*What is expected:* Return the entries below precisely, omitting nothing.

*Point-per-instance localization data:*
>>>>>

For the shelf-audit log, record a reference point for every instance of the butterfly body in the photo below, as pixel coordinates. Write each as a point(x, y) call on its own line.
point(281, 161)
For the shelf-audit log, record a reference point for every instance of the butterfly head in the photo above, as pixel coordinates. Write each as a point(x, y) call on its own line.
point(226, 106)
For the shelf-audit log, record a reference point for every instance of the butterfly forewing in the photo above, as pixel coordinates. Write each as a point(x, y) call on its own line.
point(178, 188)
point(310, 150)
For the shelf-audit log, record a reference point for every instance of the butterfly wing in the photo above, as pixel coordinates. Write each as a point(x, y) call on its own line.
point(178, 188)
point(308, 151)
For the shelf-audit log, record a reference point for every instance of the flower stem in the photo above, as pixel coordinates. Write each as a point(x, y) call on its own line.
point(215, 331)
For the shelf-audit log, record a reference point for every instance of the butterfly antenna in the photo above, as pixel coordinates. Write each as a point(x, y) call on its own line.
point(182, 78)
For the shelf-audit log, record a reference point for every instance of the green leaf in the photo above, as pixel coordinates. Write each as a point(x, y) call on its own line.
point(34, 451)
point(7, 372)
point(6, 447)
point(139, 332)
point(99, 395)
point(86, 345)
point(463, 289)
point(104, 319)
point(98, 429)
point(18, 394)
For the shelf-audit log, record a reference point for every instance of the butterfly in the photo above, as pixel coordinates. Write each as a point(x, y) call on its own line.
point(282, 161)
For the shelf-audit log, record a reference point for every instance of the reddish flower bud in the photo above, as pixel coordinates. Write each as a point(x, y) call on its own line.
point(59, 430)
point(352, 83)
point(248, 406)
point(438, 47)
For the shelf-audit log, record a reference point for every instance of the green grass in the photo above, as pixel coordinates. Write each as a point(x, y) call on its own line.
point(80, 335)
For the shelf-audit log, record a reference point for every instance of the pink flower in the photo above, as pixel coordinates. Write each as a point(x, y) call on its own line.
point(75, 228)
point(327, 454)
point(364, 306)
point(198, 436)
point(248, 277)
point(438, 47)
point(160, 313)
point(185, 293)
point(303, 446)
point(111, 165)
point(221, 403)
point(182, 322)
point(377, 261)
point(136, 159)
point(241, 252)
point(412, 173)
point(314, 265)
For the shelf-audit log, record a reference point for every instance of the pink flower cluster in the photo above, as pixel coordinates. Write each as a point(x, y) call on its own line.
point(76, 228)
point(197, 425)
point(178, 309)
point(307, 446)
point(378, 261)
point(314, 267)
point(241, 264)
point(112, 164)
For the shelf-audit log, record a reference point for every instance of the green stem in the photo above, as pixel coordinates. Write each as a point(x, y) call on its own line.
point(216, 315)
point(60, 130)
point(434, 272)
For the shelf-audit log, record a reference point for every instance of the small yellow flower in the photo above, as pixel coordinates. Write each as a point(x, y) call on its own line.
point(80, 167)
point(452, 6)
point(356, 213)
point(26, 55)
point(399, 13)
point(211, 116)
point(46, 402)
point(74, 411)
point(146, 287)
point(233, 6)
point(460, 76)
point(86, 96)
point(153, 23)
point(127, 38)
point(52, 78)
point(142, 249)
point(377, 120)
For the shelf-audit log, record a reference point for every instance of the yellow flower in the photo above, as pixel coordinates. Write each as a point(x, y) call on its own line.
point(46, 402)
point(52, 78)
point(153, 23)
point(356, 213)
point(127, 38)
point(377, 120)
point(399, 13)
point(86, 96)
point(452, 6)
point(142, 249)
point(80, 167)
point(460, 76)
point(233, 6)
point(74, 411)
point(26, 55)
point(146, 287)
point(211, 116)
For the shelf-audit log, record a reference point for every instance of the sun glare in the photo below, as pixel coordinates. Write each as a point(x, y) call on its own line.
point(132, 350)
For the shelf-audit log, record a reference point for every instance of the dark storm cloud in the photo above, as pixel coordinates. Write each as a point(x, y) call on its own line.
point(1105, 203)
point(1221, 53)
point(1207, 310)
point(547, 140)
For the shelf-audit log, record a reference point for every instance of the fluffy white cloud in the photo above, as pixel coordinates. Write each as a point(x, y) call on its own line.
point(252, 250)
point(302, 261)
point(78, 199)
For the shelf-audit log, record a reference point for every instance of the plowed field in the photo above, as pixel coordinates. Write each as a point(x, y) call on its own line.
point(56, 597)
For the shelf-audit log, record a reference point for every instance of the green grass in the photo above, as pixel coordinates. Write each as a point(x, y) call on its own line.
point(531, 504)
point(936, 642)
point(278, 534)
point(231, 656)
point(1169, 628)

<<<<<

*Final answer:*
For the shelf-audit log, record a reference point for every instance of the butterfly body in the photo below, as pixel coordinates. Write each as a point(x, y) call on its own line.
point(281, 161)
For the shelf-audit log, record a reference point for every instance of the butterfly head in the photo above, as pixel coordinates. Write each as a point(x, y) call on its own line.
point(226, 106)
For the shelf-audit log, record a reference point for every instance of the butterfly forewing in the photo above, as pixel coordinates. Write each as a point(x, y) call on its own line.
point(178, 188)
point(310, 150)
For the shelf-audit log, record a reference point for every instance of the butterfly wing in the photo above, as pixel coordinates. Write each as a point(x, y) call on its own line.
point(178, 188)
point(308, 151)
For the shelf-audit log, record a reference point for every instance of the flower stem in the photo above, as pixel coordinates. Write each as a point(x, y) call on its own line.
point(215, 331)
For the shelf-audit log, record a reference point for every instance of the butterfly antenna in the photo above, as pixel coordinates. Write each as a point(x, y) call on its own line.
point(182, 78)
For the shelf-audit log, record a reference point for every instance of the green leaf in the photo above, as pixel coordinates. Write each as a point(x, y) call on its own line.
point(34, 451)
point(7, 372)
point(6, 447)
point(139, 332)
point(99, 395)
point(86, 345)
point(463, 289)
point(104, 319)
point(98, 429)
point(18, 394)
For the shelf-audit log, record a reference point for every instance of the butterfly in the photo above, as pixel coordinates. Write each as a point(x, y) call on its own line.
point(282, 161)
For the shelf-audit log, record a reference point for every instance of the reddish flower bud in the photo above, as pixel coordinates. Write each as a point(x, y) call on its own line.
point(59, 430)
point(352, 83)
point(248, 406)
point(438, 47)
For the shelf-audit log, record a reference point for every instance of the green grass in the photo above, as pixel coordinates. Write each as a point(x, y) call on its own line.
point(80, 335)
For the shelf-audit log, record a reference point for every instance of the pink flower in the photo above, as pixel coordinates. Write each as a point(x, y) call on its own line.
point(75, 228)
point(327, 454)
point(364, 306)
point(198, 436)
point(248, 277)
point(438, 47)
point(160, 313)
point(185, 293)
point(303, 446)
point(111, 165)
point(221, 403)
point(182, 322)
point(377, 261)
point(136, 159)
point(241, 252)
point(412, 173)
point(314, 265)
For the shelf-audit log, record a reference point for every instance of the pink flower cluster in the photo above, as pixel coordinates. Write each as a point(x, y) call on its own line.
point(76, 228)
point(197, 425)
point(178, 309)
point(307, 446)
point(378, 261)
point(314, 267)
point(241, 264)
point(112, 164)
For the shelf-audit log, record a reference point for every instance of the green stem in the photo above, as pixel coordinates. Write each as a point(x, y) call on its own line.
point(216, 315)
point(60, 130)
point(434, 272)
For the shelf-audit log, record a reference point for every instance of the small yellow flower in the photo above, as pixel coordinates. Write each as a point(x, y) call on its own line.
point(80, 167)
point(452, 6)
point(356, 213)
point(26, 55)
point(399, 13)
point(211, 116)
point(46, 402)
point(74, 411)
point(146, 287)
point(233, 6)
point(460, 76)
point(86, 96)
point(153, 23)
point(127, 38)
point(52, 78)
point(142, 249)
point(377, 120)
For the shelf-audit log, record a reference point for every instance of the yellow flower in the photo above, as pixel coordinates. Write each as a point(x, y) call on its own line.
point(46, 402)
point(52, 78)
point(153, 23)
point(356, 213)
point(127, 38)
point(377, 120)
point(399, 13)
point(86, 96)
point(452, 6)
point(142, 249)
point(80, 167)
point(460, 76)
point(233, 6)
point(74, 411)
point(26, 55)
point(146, 287)
point(211, 116)
For the shelf-audit log, record a reference point for every instance of the sun glare in the photo below, as pixel coordinates. Write each as a point(x, y) call on its own line.
point(132, 350)
For the shelf-audit log, record a reference point for every instance of the dark storm cloud in the photo above, as pixel coordinates. Write each as a point(x, y) call on its own line.
point(1105, 203)
point(1221, 53)
point(1207, 310)
point(547, 140)
For the shelf-audit log, record a reference point for every instance of the fluffy white cloud in the photo above, as pixel coordinates. Write each as a point(x, y) call on its own line.
point(252, 250)
point(302, 261)
point(78, 199)
For the shelf-audit log, record a reference point for every instance of the plowed field in the photo above, as pixel coordinates. Write each as a point(x, y) call on its own line.
point(56, 597)
For the shelf-audit log, record a reference point for every instance of the green grass in the photo above, as pixel coordinates. Write each as a point(x, y) call on its own line.
point(531, 504)
point(936, 642)
point(278, 534)
point(231, 656)
point(1169, 628)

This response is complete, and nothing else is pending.